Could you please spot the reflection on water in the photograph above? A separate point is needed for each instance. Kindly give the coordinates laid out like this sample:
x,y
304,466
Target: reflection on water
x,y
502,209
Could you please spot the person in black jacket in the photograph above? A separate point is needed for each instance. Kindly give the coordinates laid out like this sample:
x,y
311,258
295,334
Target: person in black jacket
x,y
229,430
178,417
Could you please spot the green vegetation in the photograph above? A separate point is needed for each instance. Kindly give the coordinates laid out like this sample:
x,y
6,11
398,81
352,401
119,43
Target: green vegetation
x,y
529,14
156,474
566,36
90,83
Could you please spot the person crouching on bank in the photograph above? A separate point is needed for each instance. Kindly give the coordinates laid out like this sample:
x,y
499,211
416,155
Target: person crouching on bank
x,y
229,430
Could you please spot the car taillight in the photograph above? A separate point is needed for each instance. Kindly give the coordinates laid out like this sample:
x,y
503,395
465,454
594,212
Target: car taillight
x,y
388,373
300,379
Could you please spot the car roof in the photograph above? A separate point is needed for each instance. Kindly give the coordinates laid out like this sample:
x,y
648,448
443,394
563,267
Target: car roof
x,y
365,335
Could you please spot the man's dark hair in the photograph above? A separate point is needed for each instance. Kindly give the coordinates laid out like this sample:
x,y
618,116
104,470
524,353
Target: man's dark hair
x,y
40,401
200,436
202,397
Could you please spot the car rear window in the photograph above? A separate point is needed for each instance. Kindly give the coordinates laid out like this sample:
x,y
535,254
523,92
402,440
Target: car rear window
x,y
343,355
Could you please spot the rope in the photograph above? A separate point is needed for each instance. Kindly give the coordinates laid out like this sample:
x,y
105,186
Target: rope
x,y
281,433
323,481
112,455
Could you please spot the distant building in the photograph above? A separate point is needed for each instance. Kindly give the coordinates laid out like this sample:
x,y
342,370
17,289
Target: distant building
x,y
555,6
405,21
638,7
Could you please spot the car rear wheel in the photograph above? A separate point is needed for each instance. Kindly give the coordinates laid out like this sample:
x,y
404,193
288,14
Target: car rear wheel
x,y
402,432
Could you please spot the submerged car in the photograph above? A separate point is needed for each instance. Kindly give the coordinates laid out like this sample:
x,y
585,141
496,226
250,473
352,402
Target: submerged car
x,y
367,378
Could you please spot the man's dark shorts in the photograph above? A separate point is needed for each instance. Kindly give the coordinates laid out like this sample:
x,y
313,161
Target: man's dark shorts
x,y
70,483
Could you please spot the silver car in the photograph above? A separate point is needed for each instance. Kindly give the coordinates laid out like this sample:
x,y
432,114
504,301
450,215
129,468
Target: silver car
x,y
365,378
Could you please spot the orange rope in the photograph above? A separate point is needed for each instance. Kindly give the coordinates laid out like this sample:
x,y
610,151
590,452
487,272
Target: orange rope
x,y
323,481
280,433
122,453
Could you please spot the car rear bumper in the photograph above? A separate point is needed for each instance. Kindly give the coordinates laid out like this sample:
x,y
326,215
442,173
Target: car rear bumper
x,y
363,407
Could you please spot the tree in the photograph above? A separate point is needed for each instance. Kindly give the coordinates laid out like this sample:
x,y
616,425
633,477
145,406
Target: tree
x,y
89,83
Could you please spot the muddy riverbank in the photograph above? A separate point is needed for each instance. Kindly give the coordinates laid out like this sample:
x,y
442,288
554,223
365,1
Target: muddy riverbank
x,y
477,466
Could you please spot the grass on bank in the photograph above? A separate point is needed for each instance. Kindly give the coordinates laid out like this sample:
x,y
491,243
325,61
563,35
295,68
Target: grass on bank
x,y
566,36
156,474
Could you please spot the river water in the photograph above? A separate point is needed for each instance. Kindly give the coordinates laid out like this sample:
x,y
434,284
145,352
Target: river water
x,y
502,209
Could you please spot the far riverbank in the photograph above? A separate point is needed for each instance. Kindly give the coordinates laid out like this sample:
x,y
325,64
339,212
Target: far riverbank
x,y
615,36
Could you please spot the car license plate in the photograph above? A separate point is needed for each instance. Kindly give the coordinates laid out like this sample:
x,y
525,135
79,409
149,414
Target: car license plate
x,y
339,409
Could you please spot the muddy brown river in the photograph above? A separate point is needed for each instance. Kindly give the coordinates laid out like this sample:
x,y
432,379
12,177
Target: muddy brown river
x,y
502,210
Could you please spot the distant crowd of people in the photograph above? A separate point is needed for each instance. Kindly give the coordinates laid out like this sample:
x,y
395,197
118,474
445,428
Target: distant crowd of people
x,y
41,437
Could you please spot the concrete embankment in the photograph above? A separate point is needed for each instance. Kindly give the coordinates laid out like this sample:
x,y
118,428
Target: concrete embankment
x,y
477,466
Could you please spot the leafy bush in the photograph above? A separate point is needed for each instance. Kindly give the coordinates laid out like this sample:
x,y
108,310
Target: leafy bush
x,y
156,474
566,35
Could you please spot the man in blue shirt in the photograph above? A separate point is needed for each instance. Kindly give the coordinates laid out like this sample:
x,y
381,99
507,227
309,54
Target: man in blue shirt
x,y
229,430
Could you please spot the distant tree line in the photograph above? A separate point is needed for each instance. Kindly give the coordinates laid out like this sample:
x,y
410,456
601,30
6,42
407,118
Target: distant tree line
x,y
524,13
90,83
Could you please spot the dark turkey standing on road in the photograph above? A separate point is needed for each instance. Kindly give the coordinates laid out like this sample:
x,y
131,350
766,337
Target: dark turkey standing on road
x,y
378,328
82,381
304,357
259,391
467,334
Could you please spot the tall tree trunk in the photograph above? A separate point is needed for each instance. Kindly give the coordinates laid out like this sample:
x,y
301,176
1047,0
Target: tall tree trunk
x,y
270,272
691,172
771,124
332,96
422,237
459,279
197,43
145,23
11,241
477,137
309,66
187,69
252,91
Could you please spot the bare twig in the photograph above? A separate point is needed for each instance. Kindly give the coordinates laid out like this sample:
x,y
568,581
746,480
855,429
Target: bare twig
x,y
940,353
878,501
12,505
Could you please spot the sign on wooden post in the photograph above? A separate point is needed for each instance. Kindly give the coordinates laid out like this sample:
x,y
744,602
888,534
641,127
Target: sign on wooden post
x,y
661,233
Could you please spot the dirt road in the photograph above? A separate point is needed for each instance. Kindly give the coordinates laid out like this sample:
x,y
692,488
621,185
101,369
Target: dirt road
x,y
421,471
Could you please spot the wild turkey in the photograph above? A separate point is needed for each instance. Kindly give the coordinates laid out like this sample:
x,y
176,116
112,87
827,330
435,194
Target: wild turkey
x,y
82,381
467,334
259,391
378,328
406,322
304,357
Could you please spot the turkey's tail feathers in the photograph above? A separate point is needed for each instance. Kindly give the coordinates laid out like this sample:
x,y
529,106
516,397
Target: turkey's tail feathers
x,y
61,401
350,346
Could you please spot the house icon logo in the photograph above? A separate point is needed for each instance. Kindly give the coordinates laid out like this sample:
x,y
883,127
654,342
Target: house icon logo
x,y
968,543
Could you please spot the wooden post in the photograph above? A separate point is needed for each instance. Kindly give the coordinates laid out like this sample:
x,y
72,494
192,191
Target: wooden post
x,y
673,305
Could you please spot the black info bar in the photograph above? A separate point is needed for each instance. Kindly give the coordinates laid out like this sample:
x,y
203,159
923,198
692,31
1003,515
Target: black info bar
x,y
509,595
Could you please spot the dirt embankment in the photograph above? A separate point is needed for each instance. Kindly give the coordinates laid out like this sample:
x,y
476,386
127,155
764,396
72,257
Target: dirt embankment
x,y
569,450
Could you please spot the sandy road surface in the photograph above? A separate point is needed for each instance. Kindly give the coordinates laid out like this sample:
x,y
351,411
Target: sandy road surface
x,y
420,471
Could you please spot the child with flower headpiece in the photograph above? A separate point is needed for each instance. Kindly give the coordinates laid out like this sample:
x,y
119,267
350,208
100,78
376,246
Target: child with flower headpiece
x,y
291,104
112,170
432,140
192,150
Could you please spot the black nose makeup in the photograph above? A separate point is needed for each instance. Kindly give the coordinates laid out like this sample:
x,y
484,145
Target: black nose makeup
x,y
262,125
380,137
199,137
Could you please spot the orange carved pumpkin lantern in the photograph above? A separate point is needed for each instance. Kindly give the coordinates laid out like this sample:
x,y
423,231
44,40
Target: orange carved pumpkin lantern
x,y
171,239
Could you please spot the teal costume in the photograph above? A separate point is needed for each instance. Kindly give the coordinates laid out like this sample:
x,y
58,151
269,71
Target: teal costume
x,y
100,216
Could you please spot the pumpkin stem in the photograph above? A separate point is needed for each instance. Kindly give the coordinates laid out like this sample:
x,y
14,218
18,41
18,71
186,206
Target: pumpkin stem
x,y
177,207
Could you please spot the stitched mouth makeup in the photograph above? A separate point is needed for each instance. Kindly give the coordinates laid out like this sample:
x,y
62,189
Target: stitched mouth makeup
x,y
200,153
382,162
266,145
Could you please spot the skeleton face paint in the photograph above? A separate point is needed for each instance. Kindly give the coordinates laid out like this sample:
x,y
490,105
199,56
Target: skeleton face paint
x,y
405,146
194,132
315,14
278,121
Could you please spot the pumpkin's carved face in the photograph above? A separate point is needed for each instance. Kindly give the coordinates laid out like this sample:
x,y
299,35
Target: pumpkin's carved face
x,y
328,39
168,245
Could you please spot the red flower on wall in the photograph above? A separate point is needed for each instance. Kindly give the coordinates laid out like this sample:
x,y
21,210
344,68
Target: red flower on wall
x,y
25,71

-=-=-=-=-

What needs to be done →
Can you echo everything in the listing, word for word, from the line containing "Could you please spot the red" down to its final line, both included?

Output of the exercise →
Could you please spot the red flower on wall in the photograph above? A separate point is needed for each instance. Kindly give the coordinates laid out like this sample:
x,y
21,210
344,68
Target: red flower on wall
x,y
25,71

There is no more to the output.